STATED EXERCISE
Repeat the lines of the listing below word for word, beginning at the line that contains "Highlight crenellated parapet." and stopping after the line that contains "xmin=190 ymin=5 xmax=244 ymax=105".

(Items listed in a dataset)

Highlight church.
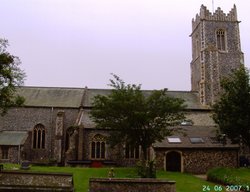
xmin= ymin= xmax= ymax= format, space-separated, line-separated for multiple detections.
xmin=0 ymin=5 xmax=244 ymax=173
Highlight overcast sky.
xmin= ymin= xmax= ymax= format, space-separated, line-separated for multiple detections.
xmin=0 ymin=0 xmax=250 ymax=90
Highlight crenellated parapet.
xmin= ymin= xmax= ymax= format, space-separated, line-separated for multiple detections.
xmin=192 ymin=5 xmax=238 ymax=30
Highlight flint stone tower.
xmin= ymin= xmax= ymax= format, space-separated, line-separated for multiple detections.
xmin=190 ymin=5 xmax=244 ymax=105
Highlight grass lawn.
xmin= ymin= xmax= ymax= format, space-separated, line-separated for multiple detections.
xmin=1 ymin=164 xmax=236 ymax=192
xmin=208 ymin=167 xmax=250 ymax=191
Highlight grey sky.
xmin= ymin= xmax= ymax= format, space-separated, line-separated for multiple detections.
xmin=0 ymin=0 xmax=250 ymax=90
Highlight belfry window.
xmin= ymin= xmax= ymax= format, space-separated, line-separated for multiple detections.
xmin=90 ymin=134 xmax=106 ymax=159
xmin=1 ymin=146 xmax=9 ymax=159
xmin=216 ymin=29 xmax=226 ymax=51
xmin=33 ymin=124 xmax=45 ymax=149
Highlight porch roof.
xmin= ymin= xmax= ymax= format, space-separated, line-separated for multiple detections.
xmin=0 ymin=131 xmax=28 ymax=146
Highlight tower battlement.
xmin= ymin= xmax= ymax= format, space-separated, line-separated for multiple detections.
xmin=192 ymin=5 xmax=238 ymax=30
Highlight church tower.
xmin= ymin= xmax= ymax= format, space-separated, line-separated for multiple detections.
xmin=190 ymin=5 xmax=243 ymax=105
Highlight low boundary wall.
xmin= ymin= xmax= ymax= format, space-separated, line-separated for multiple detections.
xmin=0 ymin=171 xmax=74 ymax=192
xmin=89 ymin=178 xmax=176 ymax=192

THE RESPONSE
Highlight crenellated parapet.
xmin= ymin= xmax= ymax= format, space-separated, line-separated for multiple detections.
xmin=192 ymin=5 xmax=238 ymax=30
Highlight flint stone tower.
xmin= ymin= xmax= ymax= format, space-separated, line-separated for multiple detections.
xmin=190 ymin=5 xmax=244 ymax=105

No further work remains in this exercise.